What is asked: Render every line below as a Markdown table with two columns, Number and Content, where Number gives each line's position and Content gives the line itself. Skip blank lines and leave the pictures out of the table.

Raw data:
──────
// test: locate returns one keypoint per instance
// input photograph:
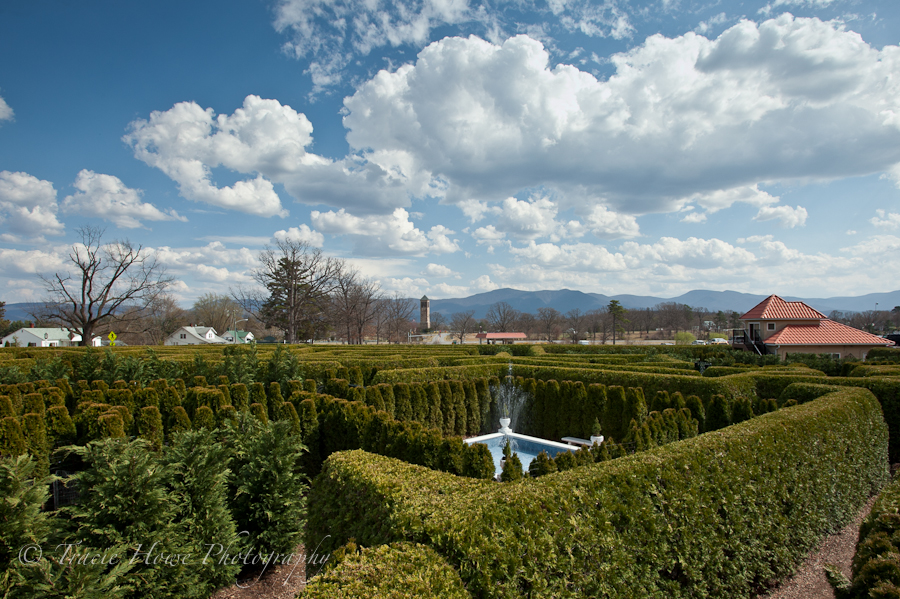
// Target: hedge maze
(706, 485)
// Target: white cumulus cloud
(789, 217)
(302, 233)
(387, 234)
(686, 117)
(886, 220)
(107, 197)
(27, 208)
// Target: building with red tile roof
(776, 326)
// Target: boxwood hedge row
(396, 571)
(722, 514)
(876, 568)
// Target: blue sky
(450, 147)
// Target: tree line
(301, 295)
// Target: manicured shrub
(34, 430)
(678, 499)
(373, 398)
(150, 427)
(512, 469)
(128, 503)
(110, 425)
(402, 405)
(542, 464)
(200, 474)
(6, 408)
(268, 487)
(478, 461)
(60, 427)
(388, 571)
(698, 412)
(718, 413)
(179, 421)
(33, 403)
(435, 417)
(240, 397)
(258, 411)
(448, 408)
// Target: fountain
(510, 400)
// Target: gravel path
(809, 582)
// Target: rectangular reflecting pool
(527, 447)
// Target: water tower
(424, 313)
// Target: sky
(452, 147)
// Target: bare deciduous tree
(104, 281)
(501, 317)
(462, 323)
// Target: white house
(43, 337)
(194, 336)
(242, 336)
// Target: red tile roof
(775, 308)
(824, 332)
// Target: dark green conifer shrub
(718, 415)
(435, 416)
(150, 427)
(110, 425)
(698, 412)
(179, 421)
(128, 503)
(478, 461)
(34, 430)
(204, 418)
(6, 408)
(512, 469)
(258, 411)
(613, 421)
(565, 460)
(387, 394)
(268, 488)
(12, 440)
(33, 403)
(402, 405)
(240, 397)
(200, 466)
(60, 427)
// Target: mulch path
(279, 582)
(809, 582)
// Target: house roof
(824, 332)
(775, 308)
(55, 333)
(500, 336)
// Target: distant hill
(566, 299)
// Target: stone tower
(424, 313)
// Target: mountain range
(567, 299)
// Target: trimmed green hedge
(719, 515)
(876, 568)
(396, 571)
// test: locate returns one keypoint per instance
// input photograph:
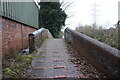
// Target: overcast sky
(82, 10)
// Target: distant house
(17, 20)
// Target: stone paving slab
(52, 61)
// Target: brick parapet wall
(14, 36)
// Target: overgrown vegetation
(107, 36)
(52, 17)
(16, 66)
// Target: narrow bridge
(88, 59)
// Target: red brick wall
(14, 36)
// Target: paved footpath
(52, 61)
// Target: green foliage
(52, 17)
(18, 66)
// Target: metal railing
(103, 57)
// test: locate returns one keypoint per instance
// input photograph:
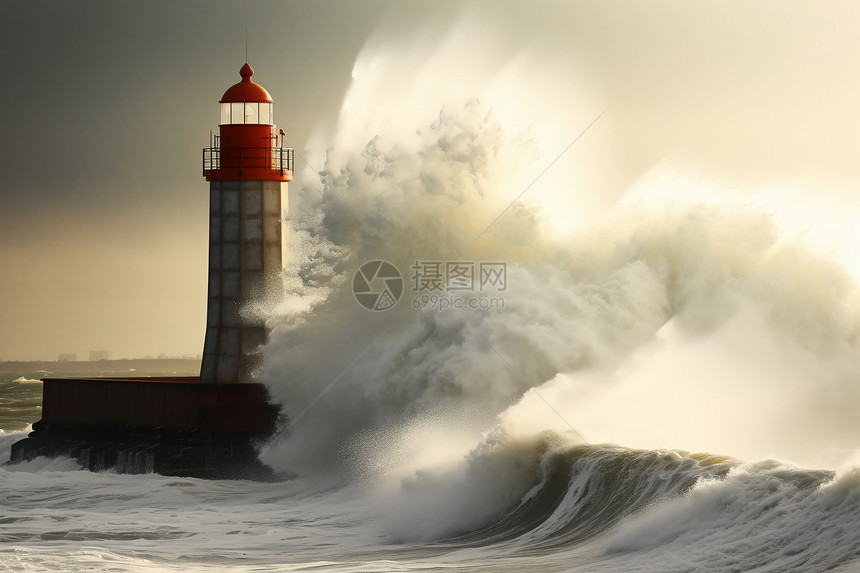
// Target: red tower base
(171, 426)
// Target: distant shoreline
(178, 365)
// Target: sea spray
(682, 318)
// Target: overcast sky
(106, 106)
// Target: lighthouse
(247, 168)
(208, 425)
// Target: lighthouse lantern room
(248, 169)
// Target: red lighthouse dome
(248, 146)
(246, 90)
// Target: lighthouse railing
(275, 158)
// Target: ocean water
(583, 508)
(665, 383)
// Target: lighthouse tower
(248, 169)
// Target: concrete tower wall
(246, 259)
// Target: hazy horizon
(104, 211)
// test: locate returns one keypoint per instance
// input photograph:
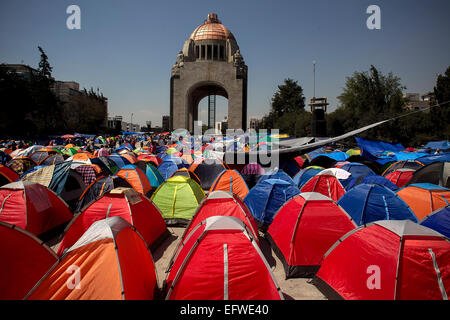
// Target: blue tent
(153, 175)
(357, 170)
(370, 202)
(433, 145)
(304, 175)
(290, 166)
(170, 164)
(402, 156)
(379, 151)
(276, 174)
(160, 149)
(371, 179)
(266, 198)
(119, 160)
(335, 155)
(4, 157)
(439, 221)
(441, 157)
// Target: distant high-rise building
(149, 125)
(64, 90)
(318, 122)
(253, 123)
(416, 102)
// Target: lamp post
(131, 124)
──────
Reply:
| Number | Content |
|---|---|
| 1 | // test: locate returns one keypoint per instance |
| 2 | // input photograph: |
| 3 | // Target: hedge maze |
| 4 | (706, 485) |
| 5 | // Target: white cumulus cloud |
| 6 | (789, 217) |
| 7 | (302, 233) |
| 8 | (387, 234) |
| 9 | (686, 117) |
| 10 | (886, 220) |
| 11 | (107, 197) |
| 12 | (27, 208) |
| 13 | // Target: building with red tile roof |
| 14 | (776, 326) |
| 15 | // Target: boxwood hedge row |
| 16 | (396, 571) |
| 17 | (722, 514) |
| 18 | (876, 568) |
| 19 | // Target: blue sky |
| 20 | (450, 147) |
| 21 | // Target: tree line |
| 22 | (301, 295) |
| 23 | // Target: manicured shrub |
| 24 | (34, 430) |
| 25 | (678, 499) |
| 26 | (373, 398) |
| 27 | (150, 427) |
| 28 | (512, 469) |
| 29 | (128, 503) |
| 30 | (110, 425) |
| 31 | (402, 405) |
| 32 | (542, 464) |
| 33 | (200, 474) |
| 34 | (6, 408) |
| 35 | (268, 487) |
| 36 | (478, 461) |
| 37 | (60, 427) |
| 38 | (388, 571) |
| 39 | (698, 412) |
| 40 | (718, 413) |
| 41 | (179, 421) |
| 42 | (33, 403) |
| 43 | (435, 417) |
| 44 | (240, 397) |
| 45 | (258, 411) |
| 46 | (448, 408) |
| 47 | // Target: fountain |
| 48 | (510, 400) |
| 49 | // Target: gravel path |
| 50 | (809, 582) |
| 51 | // Target: rectangular reflecting pool |
| 52 | (527, 447) |
| 53 | // Target: water tower |
| 54 | (424, 313) |
| 55 | // Target: sky |
| 56 | (452, 147) |
| 57 | // Target: bare deciduous tree |
| 58 | (104, 281) |
| 59 | (501, 317) |
| 60 | (462, 323) |
| 61 | // Target: white house |
| 62 | (43, 337) |
| 63 | (194, 336) |
| 64 | (242, 336) |
| 65 | // Target: red tile roof |
| 66 | (775, 308) |
| 67 | (824, 332) |
| 68 | // Target: dark green conifer shrub |
| 69 | (718, 415) |
| 70 | (435, 416) |
| 71 | (150, 427) |
| 72 | (110, 425) |
| 73 | (698, 412) |
| 74 | (179, 421) |
| 75 | (128, 503) |
| 76 | (478, 461) |
| 77 | (34, 430) |
| 78 | (204, 418) |
| 79 | (6, 408) |
| 80 | (512, 469) |
| 81 | (258, 411) |
| 82 | (613, 421) |
| 83 | (565, 460) |
| 84 | (387, 394) |
| 85 | (268, 488) |
| 86 | (12, 440) |
| 87 | (33, 403) |
| 88 | (402, 405) |
| 89 | (240, 397) |
| 90 | (200, 466) |
| 91 | (60, 427) |
| 92 | // Target: mulch path |
| 93 | (279, 582) |
| 94 | (809, 582) |
| 95 | // Target: house roof |
| 96 | (824, 332) |
| 97 | (775, 308) |
| 98 | (55, 333) |
| 99 | (500, 336) |
| 100 | // Target: distant hill |
| 101 | (566, 299) |
| 102 | // Target: stone tower |
| 103 | (424, 313) |
| 104 | // Target: mountain range |
| 105 | (567, 299) |
| 106 | // Target: trimmed green hedge |
| 107 | (719, 515) |
| 108 | (876, 568) |
| 109 | (396, 571) |
| 110 | // test: locate returns one keypoint per instance |
| 111 | // input photograph: |
| 112 | // Target: overcast sky |
| 113 | (82, 10) |
| 114 | // Target: distant house |
| 115 | (17, 20) |
| 116 | // Target: stone paving slab |
| 117 | (52, 61) |
| 118 | // Target: brick parapet wall |
| 119 | (14, 36) |
| 120 | // Target: overgrown vegetation |
| 121 | (107, 36) |
| 122 | (52, 17) |
| 123 | (16, 66) |
| 124 | // Target: narrow bridge |
| 125 | (88, 59) |
| 126 | // Target: red brick wall |
| 127 | (14, 36) |
| 128 | // Target: paved footpath |
| 129 | (52, 61) |
| 130 | // Target: green foliage |
| 131 | (52, 17) |
| 132 | (18, 66) |
| 133 | // Target: metal railing |
| 134 | (103, 57) |
| 135 | // test: locate returns one keypoint per instance |
| 136 | // input photograph: |
| 137 | // Target: red tower base |
| 138 | (171, 426) |
| 139 | // Target: distant shoreline |
| 140 | (178, 365) |
| 141 | // Target: sea spray |
| 142 | (682, 318) |
| 143 | // Target: overcast sky |
| 144 | (106, 106) |
| 145 | // Target: lighthouse |
| 146 | (247, 168) |
| 147 | (208, 425) |
| 148 | // Target: lighthouse lantern room |
| 149 | (248, 169) |
| 150 | // Target: red lighthouse dome |
| 151 | (248, 146) |
| 152 | (246, 90) |
| 153 | // Target: lighthouse railing |
| 154 | (275, 158) |
| 155 | // Target: ocean water |
| 156 | (583, 508) |
| 157 | (665, 383) |
| 158 | // Target: lighthouse tower |
| 159 | (248, 169) |
| 160 | // Target: concrete tower wall |
| 161 | (246, 259) |
| 162 | // Target: hazy horizon |
| 163 | (104, 211) |
| 164 | // test: locate returns one keypoint per instance |
| 165 | // input photograph: |
| 166 | // Target: blue tent |
| 167 | (153, 175) |
| 168 | (357, 170) |
| 169 | (370, 202) |
| 170 | (433, 145) |
| 171 | (304, 175) |
| 172 | (290, 166) |
| 173 | (170, 164) |
| 174 | (402, 156) |
| 175 | (379, 151) |
| 176 | (276, 174) |
| 177 | (160, 149) |
| 178 | (371, 179) |
| 179 | (266, 198) |
| 180 | (119, 160) |
| 181 | (335, 155) |
| 182 | (4, 157) |
| 183 | (439, 221) |
| 184 | (441, 157) |
| 185 | // Target: distant high-rise building |
| 186 | (149, 125) |
| 187 | (64, 90) |
| 188 | (318, 122) |
| 189 | (253, 123) |
| 190 | (416, 102) |
| 191 | // Target: lamp post |
| 192 | (131, 124) |